= What the task asks =
Recast every line of the records below as a Markdown table with the columns "No." and "Text", numbering the rows in order and skipping blank lines. Omit the pictures from the table.
— START —
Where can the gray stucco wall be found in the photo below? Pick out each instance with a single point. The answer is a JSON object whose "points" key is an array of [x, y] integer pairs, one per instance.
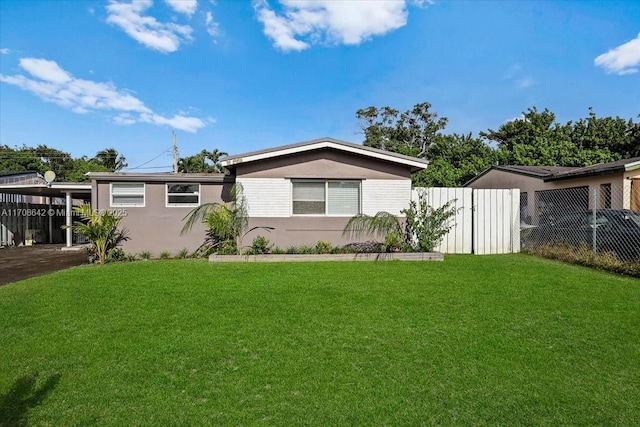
{"points": [[155, 227]]}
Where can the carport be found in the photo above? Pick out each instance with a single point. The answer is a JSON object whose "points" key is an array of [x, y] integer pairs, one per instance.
{"points": [[69, 191]]}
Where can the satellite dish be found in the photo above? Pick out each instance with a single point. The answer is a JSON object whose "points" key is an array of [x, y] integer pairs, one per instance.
{"points": [[49, 176]]}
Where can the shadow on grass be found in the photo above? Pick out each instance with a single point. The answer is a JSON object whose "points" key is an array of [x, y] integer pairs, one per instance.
{"points": [[24, 395]]}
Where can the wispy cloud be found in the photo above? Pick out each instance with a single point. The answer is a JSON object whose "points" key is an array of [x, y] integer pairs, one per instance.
{"points": [[188, 7], [51, 83], [621, 60], [303, 23], [160, 36]]}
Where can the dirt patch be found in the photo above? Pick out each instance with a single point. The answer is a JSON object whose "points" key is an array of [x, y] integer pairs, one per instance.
{"points": [[17, 263]]}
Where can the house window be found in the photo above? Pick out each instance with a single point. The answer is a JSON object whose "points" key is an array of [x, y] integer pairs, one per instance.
{"points": [[183, 195], [605, 195], [126, 194], [337, 198]]}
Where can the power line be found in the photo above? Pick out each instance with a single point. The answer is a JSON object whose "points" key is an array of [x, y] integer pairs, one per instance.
{"points": [[147, 162]]}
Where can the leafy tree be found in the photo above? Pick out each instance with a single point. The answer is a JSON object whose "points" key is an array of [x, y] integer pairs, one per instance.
{"points": [[203, 162], [110, 159], [411, 132], [80, 168], [537, 139], [43, 158], [102, 230], [453, 160], [421, 231]]}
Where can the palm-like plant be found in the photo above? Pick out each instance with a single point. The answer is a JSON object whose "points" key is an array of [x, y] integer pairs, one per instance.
{"points": [[102, 230], [422, 229], [226, 224]]}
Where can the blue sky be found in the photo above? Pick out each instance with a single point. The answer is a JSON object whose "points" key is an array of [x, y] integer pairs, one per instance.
{"points": [[82, 76]]}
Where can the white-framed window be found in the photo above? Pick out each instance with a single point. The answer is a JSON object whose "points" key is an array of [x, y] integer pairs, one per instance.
{"points": [[333, 198], [127, 194], [183, 194]]}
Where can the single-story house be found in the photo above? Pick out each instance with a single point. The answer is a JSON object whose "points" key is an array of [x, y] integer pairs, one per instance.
{"points": [[34, 210], [306, 192], [614, 185]]}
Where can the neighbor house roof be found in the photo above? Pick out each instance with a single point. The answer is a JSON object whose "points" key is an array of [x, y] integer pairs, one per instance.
{"points": [[557, 173], [322, 143]]}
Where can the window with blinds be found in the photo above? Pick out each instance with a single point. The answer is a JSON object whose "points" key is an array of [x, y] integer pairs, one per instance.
{"points": [[127, 194], [337, 198]]}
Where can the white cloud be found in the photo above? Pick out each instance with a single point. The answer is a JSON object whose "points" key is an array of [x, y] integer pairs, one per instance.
{"points": [[212, 26], [188, 7], [621, 60], [303, 23], [164, 37], [51, 83]]}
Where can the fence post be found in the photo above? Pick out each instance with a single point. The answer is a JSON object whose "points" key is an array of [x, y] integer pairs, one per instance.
{"points": [[594, 226]]}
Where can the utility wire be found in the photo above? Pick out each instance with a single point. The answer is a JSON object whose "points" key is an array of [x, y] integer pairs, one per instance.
{"points": [[147, 162]]}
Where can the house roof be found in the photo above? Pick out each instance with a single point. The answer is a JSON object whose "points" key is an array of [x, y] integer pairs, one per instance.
{"points": [[158, 177], [557, 173], [321, 143]]}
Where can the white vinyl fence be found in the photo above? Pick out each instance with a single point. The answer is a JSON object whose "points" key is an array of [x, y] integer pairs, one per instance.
{"points": [[486, 221]]}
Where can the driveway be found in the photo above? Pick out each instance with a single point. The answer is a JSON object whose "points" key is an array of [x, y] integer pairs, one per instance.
{"points": [[17, 263]]}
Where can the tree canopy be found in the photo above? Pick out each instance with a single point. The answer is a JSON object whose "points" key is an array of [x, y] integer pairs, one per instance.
{"points": [[43, 158]]}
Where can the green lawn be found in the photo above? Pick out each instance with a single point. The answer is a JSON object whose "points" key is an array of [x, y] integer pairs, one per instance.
{"points": [[474, 340]]}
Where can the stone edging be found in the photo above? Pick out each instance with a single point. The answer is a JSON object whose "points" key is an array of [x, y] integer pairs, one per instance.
{"points": [[395, 256]]}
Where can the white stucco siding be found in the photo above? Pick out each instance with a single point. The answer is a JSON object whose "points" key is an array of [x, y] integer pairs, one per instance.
{"points": [[267, 197], [389, 195]]}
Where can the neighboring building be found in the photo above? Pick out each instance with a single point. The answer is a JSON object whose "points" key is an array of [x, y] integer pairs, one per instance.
{"points": [[306, 192], [615, 185]]}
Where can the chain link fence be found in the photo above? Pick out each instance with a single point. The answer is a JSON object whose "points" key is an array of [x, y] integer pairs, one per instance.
{"points": [[591, 226]]}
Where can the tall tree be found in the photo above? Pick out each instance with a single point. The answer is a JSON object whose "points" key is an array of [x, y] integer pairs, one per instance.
{"points": [[110, 159], [410, 132], [203, 162]]}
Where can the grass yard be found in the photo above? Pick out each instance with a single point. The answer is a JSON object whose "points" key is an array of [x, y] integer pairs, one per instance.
{"points": [[475, 340]]}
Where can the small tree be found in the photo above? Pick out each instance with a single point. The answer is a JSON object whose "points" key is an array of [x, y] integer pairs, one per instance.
{"points": [[102, 230], [422, 230]]}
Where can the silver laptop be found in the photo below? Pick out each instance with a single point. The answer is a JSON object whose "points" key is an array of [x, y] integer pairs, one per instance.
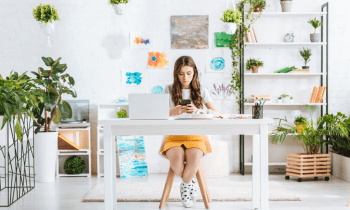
{"points": [[149, 106]]}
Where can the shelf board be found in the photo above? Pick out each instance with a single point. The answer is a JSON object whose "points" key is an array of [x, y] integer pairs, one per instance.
{"points": [[287, 104], [284, 74], [261, 44]]}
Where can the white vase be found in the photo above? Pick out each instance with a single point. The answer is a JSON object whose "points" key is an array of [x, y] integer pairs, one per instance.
{"points": [[230, 27], [45, 151], [48, 28], [119, 8]]}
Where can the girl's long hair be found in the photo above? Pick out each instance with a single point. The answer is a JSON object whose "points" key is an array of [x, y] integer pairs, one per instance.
{"points": [[195, 86]]}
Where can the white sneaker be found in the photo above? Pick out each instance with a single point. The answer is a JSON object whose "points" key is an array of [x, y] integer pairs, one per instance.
{"points": [[193, 191], [185, 194]]}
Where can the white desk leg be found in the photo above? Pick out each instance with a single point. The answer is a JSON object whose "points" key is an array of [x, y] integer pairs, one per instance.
{"points": [[256, 172], [109, 179], [264, 167]]}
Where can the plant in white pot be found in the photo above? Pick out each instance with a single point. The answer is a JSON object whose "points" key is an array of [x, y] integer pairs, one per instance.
— END —
= Completed exercise =
| No. | Text |
|---|---|
| 1 | Where can the gray stucco wall be found in the photo below? Pick out each instance with a single point. The answer is a JSON object whose "points" key is an array of [x, y] integer pairs, one per instance. |
| 2 | {"points": [[155, 227]]} |
| 3 | Where can the carport be found in the photo above? Pick out each instance with a single point. The answer is a JSON object whose "points" key is an array of [x, y] integer pairs, one per instance. |
| 4 | {"points": [[69, 191]]} |
| 5 | Where can the satellite dish be found in the photo above? Pick out each instance with a single point. The answer is a JSON object whose "points" key is an array of [x, y] integer pairs, one per instance. |
| 6 | {"points": [[49, 176]]} |
| 7 | Where can the shadow on grass be found in the photo above? Pick out each instance with a single point. The answer is a JSON object whose "points" key is an array of [x, y] integer pairs, one per instance. |
| 8 | {"points": [[24, 395]]} |
| 9 | Where can the wispy cloud be found in the photo above? Pick out each instance with a single point. The answer is a JSON object whose "points" key is an array of [x, y] integer pairs, one per instance. |
| 10 | {"points": [[188, 7], [51, 83], [621, 60], [303, 23], [160, 36]]} |
| 11 | Where can the dirt patch be found in the photo above? Pick out each instance with a single point. The answer is a JSON object whose "points" key is an array of [x, y] integer pairs, one per instance. |
| 12 | {"points": [[17, 263]]} |
| 13 | Where can the house window be found in the photo above? Pick out each instance with a single point. The answer is a JSON object whose "points" key is an array of [x, y] integer pairs, one per instance. |
| 14 | {"points": [[183, 195], [605, 195], [126, 194], [337, 198]]} |
| 15 | Where can the power line be found in the photo above? Pick out each instance with a single point. The answer is a JSON object whose "points" key is an array of [x, y] integer pairs, one per instance. |
| 16 | {"points": [[147, 162]]} |
| 17 | Where can the leafy tree be found in the photo above? Pick out each instance with a single point. The answer is a JSON object whose "points" key is an array of [x, y] integer pairs, one per instance. |
| 18 | {"points": [[203, 162], [110, 159], [411, 132], [80, 168], [537, 139], [43, 158], [102, 230], [453, 160], [421, 231]]} |
| 19 | Where can the palm-like plant be found in the photo above? Pick out each instance with a single point. The answer is a JSON object whose "points" key is an array of [x, y] integer pairs, one per instance. |
| 20 | {"points": [[102, 230], [422, 229], [226, 224]]} |
| 21 | Where can the blue sky be found in the photo above? Pick out each instance with a single point. The answer is a JSON object whose "points" key is an array of [x, y] integer pairs, one per instance. |
| 22 | {"points": [[82, 76]]} |
| 23 | Where can the white-framed window be found in the photo above? Pick out each instance with a single point. The answer is a JSON object whose "points" key is an array of [x, y] integer pairs, one per instance. |
| 24 | {"points": [[333, 198], [127, 194], [183, 194]]} |
| 25 | Where can the single-story house be found in the photo above? Pick out each instance with a single point. The answer is a JSON object whose "points" key is an array of [x, y] integer pairs, one per instance. |
| 26 | {"points": [[34, 210], [306, 192], [614, 185]]} |
| 27 | Where can the neighbor house roof be found in the photo above? Pick out each instance with a single point. The answer is a JSON object whose "points" key is an array of [x, y] integer pairs, one per instance. |
| 28 | {"points": [[557, 173], [322, 143]]} |
| 29 | Where can the window with blinds be found in the photo above? Pick out each instance with a single point. The answer is a JSON object whose "points" key is an array of [x, y] integer pairs, one per instance. |
| 30 | {"points": [[127, 194], [337, 198]]} |
| 31 | Where can the white cloud be found in the photo above? Pick out each instance with a single point. The answer is a JSON object whose "points" key is an array of [x, y] integer pairs, one per instance. |
| 32 | {"points": [[212, 26], [188, 7], [621, 60], [303, 23], [164, 37], [51, 83]]} |
| 33 | Where can the fence post be found in the photo above? Pick out each instance with a single point. The answer is a JSON object whose "points" key is an array of [x, y] integer pairs, one per instance. |
| 34 | {"points": [[594, 226]]} |
| 35 | Where can the utility wire be found in the photo above? Pick out each instance with a single point. The answer is a JSON object whose "points" key is an array of [x, y] integer pairs, one per instance. |
| 36 | {"points": [[147, 162]]} |
| 37 | Where can the house roof be found in the photo above? Pick out each instance with a single point. The answer is a JSON object whose "points" key is an array of [x, y] integer pairs, one per instance. |
| 38 | {"points": [[158, 177], [557, 173], [321, 143]]} |
| 39 | Where can the white vinyl fence be found in the photo above? Pick out each instance with a single point. The answer is a JSON object whose "points" key is an array of [x, y] integer pairs, one per instance. |
| 40 | {"points": [[486, 221]]} |
| 41 | Where can the driveway be found in the photo above? Pick out each instance with a single point. The answer is a JSON object whose "points" key is an array of [x, y] integer pairs, one per instance. |
| 42 | {"points": [[17, 263]]} |
| 43 | Where can the tree canopy be found in the photo above? Pick out each instance with a single point. The answer is a JSON object whose "points" key is an array of [x, y] integer pairs, one per instance. |
| 44 | {"points": [[43, 158]]} |
| 45 | Where can the green lawn be found in the photo above? Pick out each instance with a single point. The answer is a JSON object whose "points" key is an array of [x, y] integer pairs, one per instance. |
| 46 | {"points": [[474, 340]]} |
| 47 | Where can the stone edging be found in the photo above? Pick out each instance with a single point. The answer is a JSON object whose "points" key is an array of [x, y] integer pairs, one per instance. |
| 48 | {"points": [[395, 256]]} |
| 49 | Where can the white stucco siding be found in the photo above? Pick out each instance with a single point. The answer is a JSON object whose "points" key is an array of [x, y] integer pairs, one per instance. |
| 50 | {"points": [[267, 197], [389, 195]]} |
| 51 | Where can the neighboring building be found in the photo above? Pick out each instance with a single point. The answer is a JSON object whose "points" key is an array of [x, y] integer pairs, one per instance. |
| 52 | {"points": [[306, 192], [615, 185]]} |
| 53 | Where can the chain link fence be found in the photo above? Pick out each instance with a single point. The answer is a JSON object whose "points" key is an array of [x, y] integer pairs, one per instance. |
| 54 | {"points": [[591, 226]]} |
| 55 | Where can the tall tree be found in the photo above? Pick out each instance with a single point. The answer is a JSON object whose "points" key is an array of [x, y] integer pairs, one per instance. |
| 56 | {"points": [[110, 159], [410, 132], [203, 162]]} |
| 57 | Where can the grass yard be found in the photo above? Pick out each instance with a single point. The answer is a JSON object whose "points" key is an array of [x, y] integer pairs, one per instance. |
| 58 | {"points": [[475, 340]]} |
| 59 | Where can the small tree be found in the photo above? Pick out each instance with a single point. The answer is a JSON object whose "points" key is an array of [x, y] integer pairs, one per instance. |
| 60 | {"points": [[102, 230], [422, 230]]} |
| 61 | Where can the silver laptop be found in the photo below? Pick out each instance with a single point. The answer is a JSON object whose "points" key is an array of [x, y] integer pairs, one per instance. |
| 62 | {"points": [[149, 106]]} |
| 63 | Where can the shelf board be found in the photo above? Pick out each instance with a single point. The answer is a JSON object whose "points" key is an array of [x, y] integer pairs, one per instance. |
| 64 | {"points": [[287, 104], [284, 74], [261, 44]]} |
| 65 | Where can the white vase be found in the photo above? Pick out each instance with a single point. The answer is a JSON object whose "points" key is an array of [x, y] integer pairs, one per instance. |
| 66 | {"points": [[230, 27], [45, 151], [48, 28], [119, 8]]} |
| 67 | Where can the girl's long hair be found in the photo above? Pick out each instance with a single point. The answer is a JSON object whose "points" key is an array of [x, y] integer pairs, one per instance. |
| 68 | {"points": [[195, 86]]} |
| 69 | Where can the white sneaker be found in the photo above? Pick out each instance with a single point. The answer is a JSON object whose "points" key is an array of [x, y] integer pairs, one per instance. |
| 70 | {"points": [[193, 191], [185, 194]]} |
| 71 | Where can the white desk leg be found in the photo above? Pick out each instance with a single point. The answer is a JSON object whose "points" key is an array of [x, y] integer pairs, one per instance. |
| 72 | {"points": [[256, 172], [109, 179], [264, 167]]} |
| 73 | Where can the plant in white pot be found in the photo above? Pick out each instance with a single point. The answer is a JSON object whose "points" key is an array of [x, y] integer pairs, one per instance. |